┌─ Data supplied

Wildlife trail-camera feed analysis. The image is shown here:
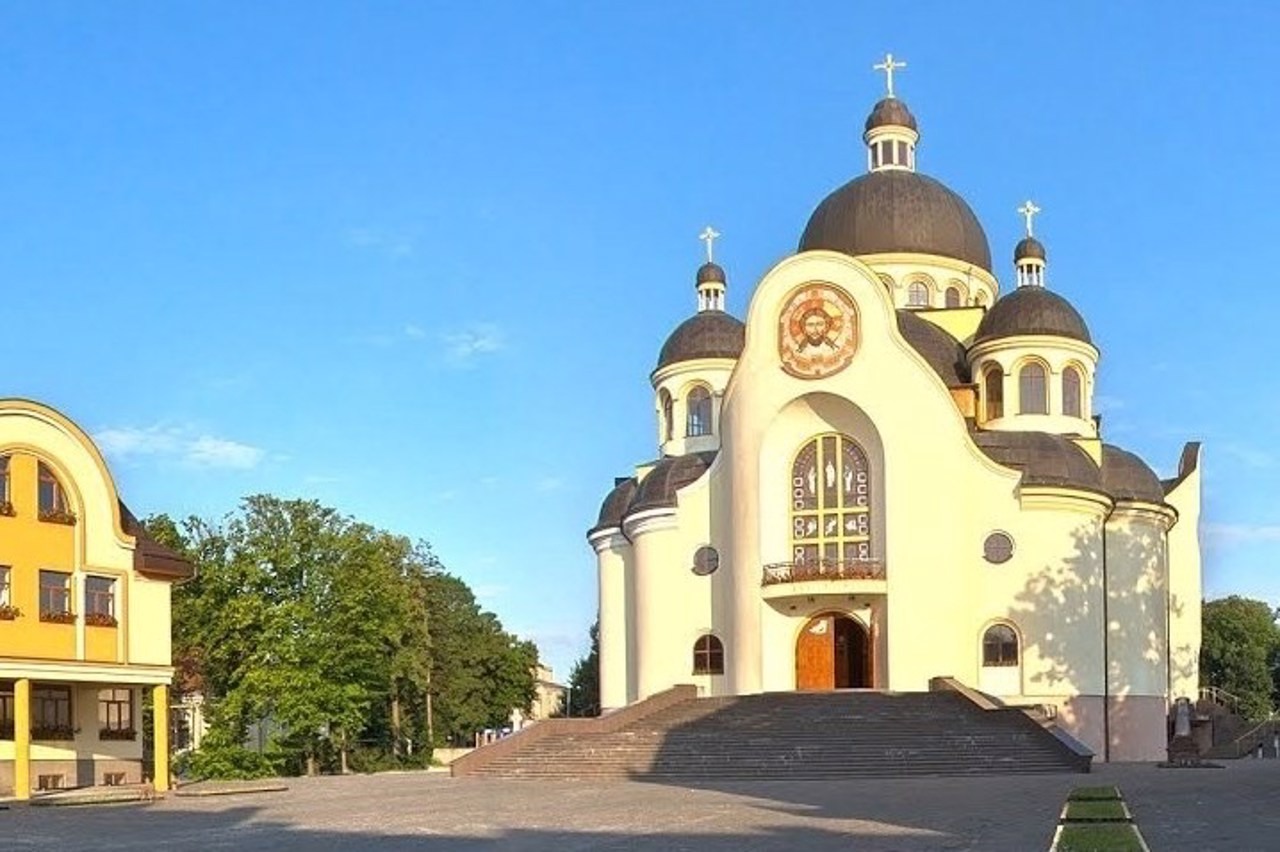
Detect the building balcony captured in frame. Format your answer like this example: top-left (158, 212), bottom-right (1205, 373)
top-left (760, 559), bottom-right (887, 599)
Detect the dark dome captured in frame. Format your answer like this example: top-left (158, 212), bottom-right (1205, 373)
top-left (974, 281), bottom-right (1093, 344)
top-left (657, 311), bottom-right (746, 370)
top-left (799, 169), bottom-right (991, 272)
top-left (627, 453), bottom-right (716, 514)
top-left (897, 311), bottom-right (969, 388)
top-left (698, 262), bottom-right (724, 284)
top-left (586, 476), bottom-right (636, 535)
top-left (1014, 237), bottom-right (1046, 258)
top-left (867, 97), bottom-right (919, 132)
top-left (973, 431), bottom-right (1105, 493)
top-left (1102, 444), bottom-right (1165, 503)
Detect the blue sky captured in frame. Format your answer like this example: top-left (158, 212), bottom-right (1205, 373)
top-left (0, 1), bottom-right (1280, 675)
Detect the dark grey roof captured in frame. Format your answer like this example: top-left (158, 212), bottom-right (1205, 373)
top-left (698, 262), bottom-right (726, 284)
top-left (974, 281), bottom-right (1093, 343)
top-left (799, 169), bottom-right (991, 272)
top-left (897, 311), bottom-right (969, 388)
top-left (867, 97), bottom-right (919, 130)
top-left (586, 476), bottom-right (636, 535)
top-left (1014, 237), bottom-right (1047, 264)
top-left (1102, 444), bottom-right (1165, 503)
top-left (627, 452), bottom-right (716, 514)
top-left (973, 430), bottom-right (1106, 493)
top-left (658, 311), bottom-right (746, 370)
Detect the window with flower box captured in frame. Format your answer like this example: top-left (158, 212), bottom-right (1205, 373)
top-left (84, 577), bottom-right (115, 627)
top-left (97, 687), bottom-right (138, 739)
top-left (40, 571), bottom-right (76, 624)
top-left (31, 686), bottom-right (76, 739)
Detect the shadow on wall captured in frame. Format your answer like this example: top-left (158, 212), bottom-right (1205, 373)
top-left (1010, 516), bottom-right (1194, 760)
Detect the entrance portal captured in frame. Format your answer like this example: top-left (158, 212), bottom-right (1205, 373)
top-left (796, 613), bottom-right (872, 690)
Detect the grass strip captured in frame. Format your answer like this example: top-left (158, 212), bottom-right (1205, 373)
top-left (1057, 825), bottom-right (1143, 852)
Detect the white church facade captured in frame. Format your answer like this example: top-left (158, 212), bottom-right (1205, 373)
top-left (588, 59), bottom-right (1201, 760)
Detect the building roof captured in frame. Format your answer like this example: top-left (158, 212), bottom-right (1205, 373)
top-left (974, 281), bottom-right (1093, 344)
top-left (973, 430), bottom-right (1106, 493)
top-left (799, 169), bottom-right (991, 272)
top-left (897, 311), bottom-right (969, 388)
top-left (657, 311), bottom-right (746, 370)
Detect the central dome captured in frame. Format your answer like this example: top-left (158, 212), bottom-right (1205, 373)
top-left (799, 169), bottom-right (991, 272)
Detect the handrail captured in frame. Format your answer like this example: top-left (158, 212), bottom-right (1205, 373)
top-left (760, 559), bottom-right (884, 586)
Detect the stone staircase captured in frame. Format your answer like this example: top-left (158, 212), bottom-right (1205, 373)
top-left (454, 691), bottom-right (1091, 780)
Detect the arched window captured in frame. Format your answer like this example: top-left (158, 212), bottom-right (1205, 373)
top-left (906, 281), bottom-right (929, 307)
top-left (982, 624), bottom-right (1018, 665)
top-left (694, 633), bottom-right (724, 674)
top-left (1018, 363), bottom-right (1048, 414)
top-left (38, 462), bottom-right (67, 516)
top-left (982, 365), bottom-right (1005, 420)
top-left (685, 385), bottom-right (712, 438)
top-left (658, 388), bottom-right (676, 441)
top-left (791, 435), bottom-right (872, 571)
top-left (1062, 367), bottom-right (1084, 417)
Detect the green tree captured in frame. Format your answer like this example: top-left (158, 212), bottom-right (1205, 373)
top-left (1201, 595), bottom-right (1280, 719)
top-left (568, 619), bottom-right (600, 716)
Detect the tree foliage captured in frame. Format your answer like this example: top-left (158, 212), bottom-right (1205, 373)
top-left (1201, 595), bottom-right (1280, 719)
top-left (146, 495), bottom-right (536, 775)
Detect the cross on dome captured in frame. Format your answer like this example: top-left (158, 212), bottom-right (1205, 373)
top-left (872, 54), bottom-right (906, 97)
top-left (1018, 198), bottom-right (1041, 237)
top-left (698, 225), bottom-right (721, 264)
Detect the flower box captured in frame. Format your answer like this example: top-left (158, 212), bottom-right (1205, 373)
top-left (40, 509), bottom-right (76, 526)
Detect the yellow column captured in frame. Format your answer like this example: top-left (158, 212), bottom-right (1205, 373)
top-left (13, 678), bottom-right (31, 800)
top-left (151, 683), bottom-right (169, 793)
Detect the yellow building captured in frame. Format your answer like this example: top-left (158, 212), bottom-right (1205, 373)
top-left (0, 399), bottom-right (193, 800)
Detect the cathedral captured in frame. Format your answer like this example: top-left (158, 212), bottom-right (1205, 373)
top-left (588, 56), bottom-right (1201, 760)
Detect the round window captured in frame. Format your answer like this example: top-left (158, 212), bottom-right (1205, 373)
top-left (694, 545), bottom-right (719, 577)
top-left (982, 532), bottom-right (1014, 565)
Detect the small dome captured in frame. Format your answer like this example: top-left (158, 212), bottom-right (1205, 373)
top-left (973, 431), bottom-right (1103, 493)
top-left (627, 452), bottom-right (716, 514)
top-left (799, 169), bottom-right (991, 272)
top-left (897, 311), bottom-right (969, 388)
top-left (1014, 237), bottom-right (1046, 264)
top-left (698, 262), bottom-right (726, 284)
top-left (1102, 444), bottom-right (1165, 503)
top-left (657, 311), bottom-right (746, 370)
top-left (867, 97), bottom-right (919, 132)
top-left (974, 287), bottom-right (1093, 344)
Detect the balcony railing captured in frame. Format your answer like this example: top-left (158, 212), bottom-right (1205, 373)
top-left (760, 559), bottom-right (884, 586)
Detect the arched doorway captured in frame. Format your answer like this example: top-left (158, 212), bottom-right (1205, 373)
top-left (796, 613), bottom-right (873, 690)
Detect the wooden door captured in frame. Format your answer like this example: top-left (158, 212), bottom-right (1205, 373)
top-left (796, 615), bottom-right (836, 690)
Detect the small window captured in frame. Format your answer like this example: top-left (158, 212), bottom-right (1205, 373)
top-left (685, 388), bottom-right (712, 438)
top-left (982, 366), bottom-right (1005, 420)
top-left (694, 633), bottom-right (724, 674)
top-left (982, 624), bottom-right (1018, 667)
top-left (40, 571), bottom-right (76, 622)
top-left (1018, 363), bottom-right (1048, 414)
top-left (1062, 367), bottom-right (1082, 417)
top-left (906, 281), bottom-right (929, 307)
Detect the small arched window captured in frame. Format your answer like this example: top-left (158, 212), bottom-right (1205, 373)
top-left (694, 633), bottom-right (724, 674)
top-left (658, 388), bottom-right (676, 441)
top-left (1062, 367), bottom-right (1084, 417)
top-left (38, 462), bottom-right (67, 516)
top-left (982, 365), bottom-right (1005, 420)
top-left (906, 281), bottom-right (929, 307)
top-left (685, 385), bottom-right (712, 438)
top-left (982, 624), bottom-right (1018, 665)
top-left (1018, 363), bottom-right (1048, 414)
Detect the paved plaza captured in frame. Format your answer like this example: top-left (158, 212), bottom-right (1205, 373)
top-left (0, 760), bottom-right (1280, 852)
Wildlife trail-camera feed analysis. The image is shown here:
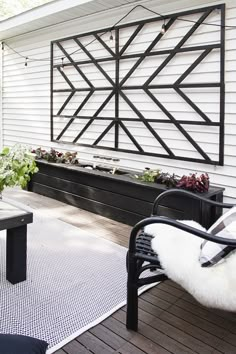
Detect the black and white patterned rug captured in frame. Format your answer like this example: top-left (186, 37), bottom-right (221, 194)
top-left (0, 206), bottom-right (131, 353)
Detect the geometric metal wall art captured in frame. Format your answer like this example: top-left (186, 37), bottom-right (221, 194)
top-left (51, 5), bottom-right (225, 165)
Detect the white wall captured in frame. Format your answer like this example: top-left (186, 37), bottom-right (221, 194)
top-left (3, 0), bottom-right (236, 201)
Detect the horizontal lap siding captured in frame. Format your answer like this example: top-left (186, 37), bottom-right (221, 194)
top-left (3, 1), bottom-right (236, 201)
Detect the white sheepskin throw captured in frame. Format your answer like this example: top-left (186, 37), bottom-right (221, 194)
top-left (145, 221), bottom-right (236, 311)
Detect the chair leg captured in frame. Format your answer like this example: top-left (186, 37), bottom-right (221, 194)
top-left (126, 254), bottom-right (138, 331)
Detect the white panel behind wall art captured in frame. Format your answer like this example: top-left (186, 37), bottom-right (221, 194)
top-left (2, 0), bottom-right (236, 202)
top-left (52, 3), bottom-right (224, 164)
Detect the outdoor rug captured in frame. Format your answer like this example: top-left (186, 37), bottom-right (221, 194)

└─

Could you render the data as a numbered list, omitting blank lines and pictures, from the line containing "Detect the small window" through the line containing "top-left (126, 254), bottom-right (138, 331)", both included?

1. Detect the small window captured in frame. Format your answer like this example: top-left (158, 212), bottom-right (1205, 373)
2. top-left (685, 388), bottom-right (712, 438)
3. top-left (982, 366), bottom-right (1005, 420)
4. top-left (694, 633), bottom-right (724, 674)
5. top-left (982, 624), bottom-right (1018, 667)
6. top-left (40, 571), bottom-right (76, 622)
7. top-left (1018, 363), bottom-right (1048, 414)
8. top-left (1062, 367), bottom-right (1082, 417)
9. top-left (906, 281), bottom-right (929, 307)
10. Detect the small arched window captured in frame. Format your answer like this example: top-left (158, 212), bottom-right (1205, 373)
11. top-left (694, 633), bottom-right (724, 674)
12. top-left (658, 388), bottom-right (676, 441)
13. top-left (1062, 367), bottom-right (1084, 417)
14. top-left (38, 462), bottom-right (67, 516)
15. top-left (982, 365), bottom-right (1005, 420)
16. top-left (906, 281), bottom-right (929, 307)
17. top-left (685, 385), bottom-right (712, 438)
18. top-left (982, 624), bottom-right (1018, 665)
19. top-left (1018, 363), bottom-right (1048, 414)
20. Detect the paved plaza captured in frame. Format your answer like this example: top-left (158, 212), bottom-right (1205, 373)
21. top-left (0, 760), bottom-right (1280, 852)
22. Wildlife trail-camera feed analysis. The image is shown here:
23. Detect the black and white patterned rug captured in frame. Format your answer like this example: top-left (186, 37), bottom-right (221, 194)
24. top-left (0, 206), bottom-right (131, 353)
25. Detect the geometric metal wall art captured in frame. Format your answer like this example: top-left (186, 37), bottom-right (221, 194)
26. top-left (51, 5), bottom-right (225, 165)
27. Detect the white wall captured in frame. Format your answer like this example: top-left (186, 37), bottom-right (221, 194)
28. top-left (3, 0), bottom-right (236, 201)
29. Detect the horizontal lap siding captured in frame. Format your answer like this example: top-left (186, 37), bottom-right (221, 194)
30. top-left (3, 1), bottom-right (236, 201)
31. Detect the white sheepskin throw captured in frame. Format your answer like this example: top-left (186, 37), bottom-right (221, 194)
32. top-left (145, 221), bottom-right (236, 311)
33. Detect the chair leg captured in frame. Format your answer like this example: top-left (186, 37), bottom-right (221, 194)
34. top-left (126, 254), bottom-right (138, 331)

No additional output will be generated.